ACTIVITY: Every line below must be reproduced exactly. Copy them all.

Data items:
○ ○ ○ ○ ○

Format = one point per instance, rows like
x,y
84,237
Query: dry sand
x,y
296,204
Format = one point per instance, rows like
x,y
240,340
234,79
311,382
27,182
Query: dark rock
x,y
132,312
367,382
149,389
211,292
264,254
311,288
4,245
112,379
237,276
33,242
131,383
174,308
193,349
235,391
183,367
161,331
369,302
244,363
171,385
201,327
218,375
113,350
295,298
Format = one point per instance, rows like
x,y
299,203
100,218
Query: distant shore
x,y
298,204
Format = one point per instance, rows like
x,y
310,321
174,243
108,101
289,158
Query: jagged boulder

○ ○ ○ ○ ○

TASK ANSWER:
Format = one point per instance, rows like
x,y
84,237
Query: dry sand
x,y
296,204
Format = one point per instance, rows like
x,y
240,340
234,79
311,382
27,182
Query: dark rock
x,y
132,312
367,382
149,389
211,292
264,254
311,288
4,245
112,379
237,276
33,242
131,383
174,308
193,349
235,391
183,367
161,331
369,302
244,363
171,385
201,327
218,375
113,350
295,298
Format = one point per instance, rows like
x,y
299,203
100,218
Query: distant shore
x,y
298,204
Format = one point per instance, rows like
x,y
310,321
174,243
108,101
289,158
Query: jagged boulder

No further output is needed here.